■ **Instrução A**: De acordo com o trecho, a quais dois tiranos a música tem servido desde o surgimento da indústria cultural?

■ **Trecho para leitura**:
◇ ◇ ◇ ◇ ◇

Isso tudo, a meu ver, advoga pela mudança do atual framework filosófico da ciência, para uma abordagem que incorpore suas próprias e desconcertantes constatações, a fim de que esta transcenda barreiras ideológicas e prossiga em sua evolução. Penso que as consequências de tal mudança também poderão impactar a esfera social,  com a volta do fascínio pela intrincada manifestação da realidade que muitas vezes o reducionismo fisicalista, mesmo sem querer, acaba tolhendo e relegando anomalias inexplicáveis, através do seu atual framework, ao campo do misticismo, o que paradoxalmente, devido  à impossibilidade de prover explicações científicas plausíveis sem abrir mão do fisicalismo (ou na recusa de estudar sistematicamente tais fenômenos), acaba incentivando o crescimento da pseudociência (como me parece ter sido o caso do terraplanismo), o negacionismo científico (como os que não acreditam no aquecimento global), o pensamento mágico e místico e até mesmo o avanço desenfreado das religiões fundamentalistas que se alastraram pela política e pelos governos, tanto aqui quanto em diversos outros países. 

Do mesmo modo, as artes também se beneficiariam com tal mudança de framework filosófico. A música, a “arte das musas”, a mais imaterial, intangível e inefável das artes; desde o surgimento da indústria cultural tem como que servido a dois tiranos. Em primeiro lugar, ao mercantilismo, constantemente incentivando o consumismo desenfreado, usa a música para fortalecer o apelo emotivo de suas propagandas, tornando a arte das musas numa ferramenta de persuasão ideológica coletiva. Em segundo lugar (e consequência direta do primeiro processo), ao individualismo, já que a música vem sendo usada na exacerbação de um egoísmo quase que solipsista, incentivando o hiper erotismo, a valorização do vulgar e o culto à celebridade com aceitação quase incondicional de seus eventuais comportamentos tóxicos e destrutivos. Isto, para mim, fez com que a música se distanciasse do seu fator comunitário original e milenar, de cooperação e agregação social ainda presente em pequenas e isoladas comunidades, onde muitas vezes a música ainda é criada e apreciada por todos, em rituais, cerimônias, eventos e festividades.

◇ ◇ ◇ ◇ ◇

■ **Material de origem**:
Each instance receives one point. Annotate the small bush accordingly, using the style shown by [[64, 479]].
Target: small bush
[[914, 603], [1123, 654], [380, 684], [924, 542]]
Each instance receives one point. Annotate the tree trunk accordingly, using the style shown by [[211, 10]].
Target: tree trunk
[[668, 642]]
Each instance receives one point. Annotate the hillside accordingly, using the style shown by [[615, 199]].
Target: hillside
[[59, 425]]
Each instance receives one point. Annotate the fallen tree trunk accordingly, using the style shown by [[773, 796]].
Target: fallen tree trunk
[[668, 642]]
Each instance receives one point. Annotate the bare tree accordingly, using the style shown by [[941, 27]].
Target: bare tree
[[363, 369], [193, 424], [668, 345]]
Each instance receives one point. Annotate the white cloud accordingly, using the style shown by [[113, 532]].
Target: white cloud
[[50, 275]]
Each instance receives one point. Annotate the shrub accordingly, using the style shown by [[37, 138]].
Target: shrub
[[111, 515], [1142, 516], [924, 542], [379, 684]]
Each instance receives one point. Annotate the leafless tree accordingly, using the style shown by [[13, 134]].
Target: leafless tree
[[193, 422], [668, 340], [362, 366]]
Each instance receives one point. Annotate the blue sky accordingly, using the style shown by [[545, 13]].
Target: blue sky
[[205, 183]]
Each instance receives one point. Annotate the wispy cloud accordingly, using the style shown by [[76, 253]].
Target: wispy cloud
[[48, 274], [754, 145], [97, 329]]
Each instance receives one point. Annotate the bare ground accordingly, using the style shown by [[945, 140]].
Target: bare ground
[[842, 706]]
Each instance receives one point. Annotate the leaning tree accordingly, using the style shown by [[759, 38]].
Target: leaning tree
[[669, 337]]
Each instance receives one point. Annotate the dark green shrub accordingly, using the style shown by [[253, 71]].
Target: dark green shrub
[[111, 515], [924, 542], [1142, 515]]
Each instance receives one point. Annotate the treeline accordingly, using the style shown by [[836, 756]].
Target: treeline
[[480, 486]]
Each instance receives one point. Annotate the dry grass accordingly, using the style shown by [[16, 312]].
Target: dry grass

◇ ◇ ◇ ◇ ◇

■ **Instrução B**: Reescreva todas as linhas dos registros que começam na linha que contém "Each instance receives one point. Annotate the leafless" e terminam no fim dos registros, com as solicitações incluídas, e desloque em -37 cada número das coordenadas que aparecem nas respostas.

■ **Resposta A**: Ao mercantilismo e ao individualismo.

■ **Resposta B**:
Each instance receives one point. Annotate the leafless tree accordingly, using the style shown by [[13, 134]].
Target: leafless tree
[[156, 385], [631, 303], [325, 329]]
Each instance receives one point. Annotate the blue sky accordingly, using the style shown by [[545, 13]].
Target: blue sky
[[168, 146]]
Each instance receives one point. Annotate the wispy cloud accordingly, using the style shown by [[76, 253]].
Target: wispy cloud
[[11, 237], [717, 108], [60, 292]]
Each instance receives one point. Annotate the bare ground accordingly, using the style shown by [[945, 140]].
Target: bare ground
[[805, 669]]
Each instance receives one point. Annotate the leaning tree accordingly, using the style shown by [[759, 38]].
Target: leaning tree
[[632, 300]]
Each instance receives one point. Annotate the dark green shrub accordingly, using the style shown by [[253, 71]].
Target: dark green shrub
[[74, 478], [887, 505], [1105, 478]]
Each instance receives one point. Annotate the treeline accordingly, using the style shown by [[836, 756]].
Target: treeline
[[443, 449]]
Each instance receives one point. Annotate the dry grass accordingly, using the style shown by [[16, 312]].
Target: dry grass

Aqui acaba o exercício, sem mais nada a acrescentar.